**TAREFA PROPOSTA 1:**
Responda com base no texto sobre a segurança jurídica:
(a) O que os juristas recitam como postulado a ser mantido?
(b) De quem é a lição transcrita no texto?
(c) Segundo o autor citado, a partir de que o Direito deve ser construído?

Em princípio, ponderamos que os juristas em geral, sofrem
uma total castração de seu senso crítico, constituindo-se em meros repetidores
de disposições legais que vêm sendo mantidas pela tradição dos influentes.
Recitam a "segurança jurídica" como postulado a ser mantido, ao mesmo
tempo que descuram-se de por em prática princípios garantidores básicos dos
direitos sociais e individuais e, via de conseqüência, da paz social.
Para trazer a lição de Agostinho Ramalho Marques Neto,
vale transcrever que: "Crer que há uma essência verdadeira em si mesma do
Direito [...] não deixa de ser confortável. Dá ao estudioso do Direito a
impressão que dispõe de um ponto de partida unitário, simples e seguro (um
significante primordial, digamos assim) que garantiria de antemão ao terreno
jurídico uma solidez suficientemente confiável para que ele por aí se
enveredasse por maiores riscos, [...]. Quanto mais o discurso jurídico caminha
nesse sentido, mais vai-se tornando e mais fechado em si mesmo vai
ficando." (ii). Concluí o mencionado autor que não há tal sistema único de
Direito, mas este deve ser construído a partir das diversas fontes possíveis, sem
apego exclusivo a nenhuma delas, e aqui acrescentamos, sem o medo de decidir
com fundamento único na "letra da lei".
Mas qual é a tão propalada "segurança
jurídica"? A manutenção da exclusão social, da miséria, de castas de
dominadores, o abismo na distribuição de renda seriam "bens" a serem
assegurados pela ordem jurídica atual?

**TRECHOS DOS REGISTROS:**
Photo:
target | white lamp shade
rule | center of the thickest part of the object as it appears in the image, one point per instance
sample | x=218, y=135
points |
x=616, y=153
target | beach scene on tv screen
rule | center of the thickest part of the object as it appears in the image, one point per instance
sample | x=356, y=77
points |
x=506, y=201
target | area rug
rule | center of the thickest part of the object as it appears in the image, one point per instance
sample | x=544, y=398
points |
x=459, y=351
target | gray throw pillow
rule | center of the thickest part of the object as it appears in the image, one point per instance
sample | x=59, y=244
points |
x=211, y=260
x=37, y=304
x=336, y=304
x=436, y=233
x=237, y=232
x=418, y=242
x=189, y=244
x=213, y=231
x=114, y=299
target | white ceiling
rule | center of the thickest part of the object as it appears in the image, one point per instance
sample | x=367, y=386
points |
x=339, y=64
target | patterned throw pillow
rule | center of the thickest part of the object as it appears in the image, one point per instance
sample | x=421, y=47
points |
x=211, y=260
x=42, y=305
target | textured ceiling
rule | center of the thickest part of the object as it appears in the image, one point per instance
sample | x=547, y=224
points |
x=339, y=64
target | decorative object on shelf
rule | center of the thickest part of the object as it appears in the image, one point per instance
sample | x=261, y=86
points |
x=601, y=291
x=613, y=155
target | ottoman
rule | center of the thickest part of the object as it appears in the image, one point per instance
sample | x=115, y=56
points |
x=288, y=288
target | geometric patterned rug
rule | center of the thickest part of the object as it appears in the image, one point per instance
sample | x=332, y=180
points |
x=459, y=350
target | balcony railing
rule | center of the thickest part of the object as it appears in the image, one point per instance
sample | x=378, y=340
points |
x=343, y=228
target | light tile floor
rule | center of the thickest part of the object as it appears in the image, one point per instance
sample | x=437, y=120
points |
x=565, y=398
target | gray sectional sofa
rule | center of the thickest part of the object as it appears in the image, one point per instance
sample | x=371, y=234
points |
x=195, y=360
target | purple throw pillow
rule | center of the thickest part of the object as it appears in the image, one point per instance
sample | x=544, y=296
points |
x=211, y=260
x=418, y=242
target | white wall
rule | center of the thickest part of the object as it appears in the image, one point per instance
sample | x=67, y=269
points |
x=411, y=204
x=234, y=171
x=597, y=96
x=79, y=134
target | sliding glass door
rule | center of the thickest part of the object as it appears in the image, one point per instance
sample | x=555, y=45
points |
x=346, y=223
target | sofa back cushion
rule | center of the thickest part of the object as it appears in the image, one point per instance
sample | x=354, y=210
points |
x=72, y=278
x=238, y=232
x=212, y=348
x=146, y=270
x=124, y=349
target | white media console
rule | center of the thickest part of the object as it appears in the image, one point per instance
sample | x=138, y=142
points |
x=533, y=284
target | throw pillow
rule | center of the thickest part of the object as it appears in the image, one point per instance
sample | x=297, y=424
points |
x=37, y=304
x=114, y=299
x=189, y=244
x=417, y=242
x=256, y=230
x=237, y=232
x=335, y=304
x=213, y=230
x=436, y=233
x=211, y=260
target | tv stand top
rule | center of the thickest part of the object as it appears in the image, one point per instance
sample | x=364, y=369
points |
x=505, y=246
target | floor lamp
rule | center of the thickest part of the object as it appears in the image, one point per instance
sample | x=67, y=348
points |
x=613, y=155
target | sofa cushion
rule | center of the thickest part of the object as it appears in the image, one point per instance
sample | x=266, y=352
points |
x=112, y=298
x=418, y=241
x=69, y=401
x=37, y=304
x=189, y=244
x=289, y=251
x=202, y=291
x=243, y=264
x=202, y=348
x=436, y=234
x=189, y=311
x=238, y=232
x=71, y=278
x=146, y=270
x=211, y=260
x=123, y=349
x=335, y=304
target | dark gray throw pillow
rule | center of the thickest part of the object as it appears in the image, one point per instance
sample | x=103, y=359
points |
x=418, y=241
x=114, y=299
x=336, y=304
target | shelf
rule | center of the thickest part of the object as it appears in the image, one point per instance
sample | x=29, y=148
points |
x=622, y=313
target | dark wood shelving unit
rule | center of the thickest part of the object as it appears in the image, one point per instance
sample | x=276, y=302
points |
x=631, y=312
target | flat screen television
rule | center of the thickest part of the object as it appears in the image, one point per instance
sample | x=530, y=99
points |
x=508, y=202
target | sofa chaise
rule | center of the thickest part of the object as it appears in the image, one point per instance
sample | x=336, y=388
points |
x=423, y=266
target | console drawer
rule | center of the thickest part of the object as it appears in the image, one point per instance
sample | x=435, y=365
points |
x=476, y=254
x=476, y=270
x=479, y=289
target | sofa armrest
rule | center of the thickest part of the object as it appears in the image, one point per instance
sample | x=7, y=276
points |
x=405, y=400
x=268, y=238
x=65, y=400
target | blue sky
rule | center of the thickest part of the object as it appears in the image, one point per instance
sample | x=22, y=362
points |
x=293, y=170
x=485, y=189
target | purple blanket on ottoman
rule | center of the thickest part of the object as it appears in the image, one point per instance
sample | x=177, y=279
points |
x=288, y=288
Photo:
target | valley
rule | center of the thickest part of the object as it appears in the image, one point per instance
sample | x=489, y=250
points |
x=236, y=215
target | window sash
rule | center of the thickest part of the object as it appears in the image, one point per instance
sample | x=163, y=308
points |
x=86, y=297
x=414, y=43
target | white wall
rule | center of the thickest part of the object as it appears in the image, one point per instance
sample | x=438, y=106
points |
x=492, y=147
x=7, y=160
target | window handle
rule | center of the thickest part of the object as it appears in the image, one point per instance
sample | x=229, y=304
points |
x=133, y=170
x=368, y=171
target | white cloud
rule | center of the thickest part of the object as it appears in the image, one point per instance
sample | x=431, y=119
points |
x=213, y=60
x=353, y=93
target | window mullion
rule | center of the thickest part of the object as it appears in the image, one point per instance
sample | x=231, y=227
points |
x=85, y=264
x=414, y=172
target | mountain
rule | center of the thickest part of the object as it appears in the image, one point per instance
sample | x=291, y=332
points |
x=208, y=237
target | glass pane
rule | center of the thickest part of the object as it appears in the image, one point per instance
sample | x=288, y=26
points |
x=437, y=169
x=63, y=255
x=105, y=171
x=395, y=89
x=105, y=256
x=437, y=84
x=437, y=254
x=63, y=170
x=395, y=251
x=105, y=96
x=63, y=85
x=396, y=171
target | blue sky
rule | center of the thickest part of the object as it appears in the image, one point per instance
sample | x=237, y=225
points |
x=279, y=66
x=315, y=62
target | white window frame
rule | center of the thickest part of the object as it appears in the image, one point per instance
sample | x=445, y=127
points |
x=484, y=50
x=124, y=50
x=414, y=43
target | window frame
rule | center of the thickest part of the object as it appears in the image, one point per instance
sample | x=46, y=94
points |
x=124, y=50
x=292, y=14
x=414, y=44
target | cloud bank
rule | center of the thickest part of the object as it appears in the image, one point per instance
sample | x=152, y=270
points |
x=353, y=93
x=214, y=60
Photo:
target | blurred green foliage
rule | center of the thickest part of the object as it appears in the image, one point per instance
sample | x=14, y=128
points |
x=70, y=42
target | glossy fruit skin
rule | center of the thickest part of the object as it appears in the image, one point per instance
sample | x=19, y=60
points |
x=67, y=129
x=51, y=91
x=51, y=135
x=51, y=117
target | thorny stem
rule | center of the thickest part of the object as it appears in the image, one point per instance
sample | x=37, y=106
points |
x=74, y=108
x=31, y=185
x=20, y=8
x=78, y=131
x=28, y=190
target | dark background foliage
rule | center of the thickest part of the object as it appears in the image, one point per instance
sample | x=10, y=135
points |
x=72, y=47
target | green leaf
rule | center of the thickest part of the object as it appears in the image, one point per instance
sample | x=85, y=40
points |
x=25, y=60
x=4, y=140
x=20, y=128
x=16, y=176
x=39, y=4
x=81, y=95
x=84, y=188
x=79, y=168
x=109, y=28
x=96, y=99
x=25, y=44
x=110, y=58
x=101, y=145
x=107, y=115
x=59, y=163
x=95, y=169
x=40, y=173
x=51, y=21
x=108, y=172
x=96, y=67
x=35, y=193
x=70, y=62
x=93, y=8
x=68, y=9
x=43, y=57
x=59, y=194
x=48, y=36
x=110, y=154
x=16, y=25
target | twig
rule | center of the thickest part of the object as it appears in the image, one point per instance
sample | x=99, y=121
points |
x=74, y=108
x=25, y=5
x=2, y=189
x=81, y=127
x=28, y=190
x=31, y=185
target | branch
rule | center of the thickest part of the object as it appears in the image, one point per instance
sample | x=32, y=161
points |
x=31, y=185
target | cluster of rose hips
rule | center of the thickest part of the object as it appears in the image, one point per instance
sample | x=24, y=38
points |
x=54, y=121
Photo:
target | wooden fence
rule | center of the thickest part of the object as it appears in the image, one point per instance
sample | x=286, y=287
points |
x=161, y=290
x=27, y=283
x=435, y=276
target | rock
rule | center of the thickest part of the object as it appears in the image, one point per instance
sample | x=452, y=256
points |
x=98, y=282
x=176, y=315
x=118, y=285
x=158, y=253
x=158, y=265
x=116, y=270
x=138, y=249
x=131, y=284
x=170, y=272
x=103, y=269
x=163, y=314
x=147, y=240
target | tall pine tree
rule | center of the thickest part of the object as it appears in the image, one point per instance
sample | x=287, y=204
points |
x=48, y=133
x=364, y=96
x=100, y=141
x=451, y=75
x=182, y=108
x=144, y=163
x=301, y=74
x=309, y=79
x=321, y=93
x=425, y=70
==
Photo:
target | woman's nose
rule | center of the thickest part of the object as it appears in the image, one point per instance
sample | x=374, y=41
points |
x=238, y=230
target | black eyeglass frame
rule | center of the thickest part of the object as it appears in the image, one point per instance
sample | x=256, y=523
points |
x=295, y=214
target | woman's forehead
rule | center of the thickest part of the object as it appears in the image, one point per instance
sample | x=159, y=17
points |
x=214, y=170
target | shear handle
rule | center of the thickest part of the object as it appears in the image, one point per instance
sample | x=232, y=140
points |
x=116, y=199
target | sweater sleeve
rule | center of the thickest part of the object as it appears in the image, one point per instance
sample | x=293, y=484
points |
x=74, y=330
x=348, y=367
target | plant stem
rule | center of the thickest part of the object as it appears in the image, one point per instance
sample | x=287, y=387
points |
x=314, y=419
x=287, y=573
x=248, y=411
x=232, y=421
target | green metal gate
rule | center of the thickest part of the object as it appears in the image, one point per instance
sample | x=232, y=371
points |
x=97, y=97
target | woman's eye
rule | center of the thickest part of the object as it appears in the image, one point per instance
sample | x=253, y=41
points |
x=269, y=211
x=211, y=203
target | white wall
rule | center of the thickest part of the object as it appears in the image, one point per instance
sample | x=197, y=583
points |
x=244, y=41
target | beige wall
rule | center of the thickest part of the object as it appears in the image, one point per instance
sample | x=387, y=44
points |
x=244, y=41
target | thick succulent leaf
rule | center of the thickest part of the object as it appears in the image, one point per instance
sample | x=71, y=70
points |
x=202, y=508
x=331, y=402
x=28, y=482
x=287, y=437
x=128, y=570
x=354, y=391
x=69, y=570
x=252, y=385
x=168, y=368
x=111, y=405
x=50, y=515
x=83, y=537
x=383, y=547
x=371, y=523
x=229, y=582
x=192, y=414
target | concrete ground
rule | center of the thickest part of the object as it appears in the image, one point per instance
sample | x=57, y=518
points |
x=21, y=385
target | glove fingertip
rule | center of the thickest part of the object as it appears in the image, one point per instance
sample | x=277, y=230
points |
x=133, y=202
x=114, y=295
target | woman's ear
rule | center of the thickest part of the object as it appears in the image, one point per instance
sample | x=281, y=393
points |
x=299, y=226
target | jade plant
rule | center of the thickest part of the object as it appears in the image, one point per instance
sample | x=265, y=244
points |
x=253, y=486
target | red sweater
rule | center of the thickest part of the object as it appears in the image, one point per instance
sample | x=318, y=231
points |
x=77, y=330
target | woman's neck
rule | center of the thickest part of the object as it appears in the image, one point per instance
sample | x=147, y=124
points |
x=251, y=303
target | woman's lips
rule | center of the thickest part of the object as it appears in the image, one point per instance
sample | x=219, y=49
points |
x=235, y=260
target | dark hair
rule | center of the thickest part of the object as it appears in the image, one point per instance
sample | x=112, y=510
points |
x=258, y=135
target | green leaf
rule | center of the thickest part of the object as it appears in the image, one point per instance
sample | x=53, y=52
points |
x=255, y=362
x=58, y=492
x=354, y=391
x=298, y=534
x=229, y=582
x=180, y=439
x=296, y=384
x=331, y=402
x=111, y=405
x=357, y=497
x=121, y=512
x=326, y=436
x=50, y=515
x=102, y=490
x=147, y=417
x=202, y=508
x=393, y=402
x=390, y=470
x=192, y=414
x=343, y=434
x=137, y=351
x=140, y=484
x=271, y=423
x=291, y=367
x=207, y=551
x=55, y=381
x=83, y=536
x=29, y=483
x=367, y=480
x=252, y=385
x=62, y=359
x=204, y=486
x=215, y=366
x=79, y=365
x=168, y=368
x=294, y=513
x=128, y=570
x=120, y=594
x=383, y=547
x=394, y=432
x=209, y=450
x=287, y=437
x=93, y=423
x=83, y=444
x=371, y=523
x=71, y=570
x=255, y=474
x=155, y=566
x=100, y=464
---
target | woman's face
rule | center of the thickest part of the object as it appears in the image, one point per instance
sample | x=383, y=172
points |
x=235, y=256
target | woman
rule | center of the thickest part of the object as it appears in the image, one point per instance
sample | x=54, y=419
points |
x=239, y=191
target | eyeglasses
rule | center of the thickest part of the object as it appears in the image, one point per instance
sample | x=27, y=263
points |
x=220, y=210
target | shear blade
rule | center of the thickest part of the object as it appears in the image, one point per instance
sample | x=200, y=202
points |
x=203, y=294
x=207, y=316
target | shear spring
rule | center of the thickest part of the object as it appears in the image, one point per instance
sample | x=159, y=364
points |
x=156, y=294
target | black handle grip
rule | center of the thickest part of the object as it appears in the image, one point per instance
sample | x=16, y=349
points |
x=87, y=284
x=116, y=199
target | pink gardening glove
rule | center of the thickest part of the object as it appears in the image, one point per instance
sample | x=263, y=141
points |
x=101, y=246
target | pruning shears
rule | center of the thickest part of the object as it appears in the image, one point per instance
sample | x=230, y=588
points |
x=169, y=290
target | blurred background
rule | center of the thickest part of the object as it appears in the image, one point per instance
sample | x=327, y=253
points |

**TAREFA PROPOSTA 2:**
Conte quantas linhas dos registros contêm a palavra "cushion" e informe somente esse número.

**RESPOSTA FINAL 1:**
(a) A "segurança jurídica".
(b) De Agostinho Ramalho Marques Neto.
(c) A partir das diversas fontes possíveis, sem apego exclusivo a nenhuma delas.

**RESPOSTA FINAL 2:**
2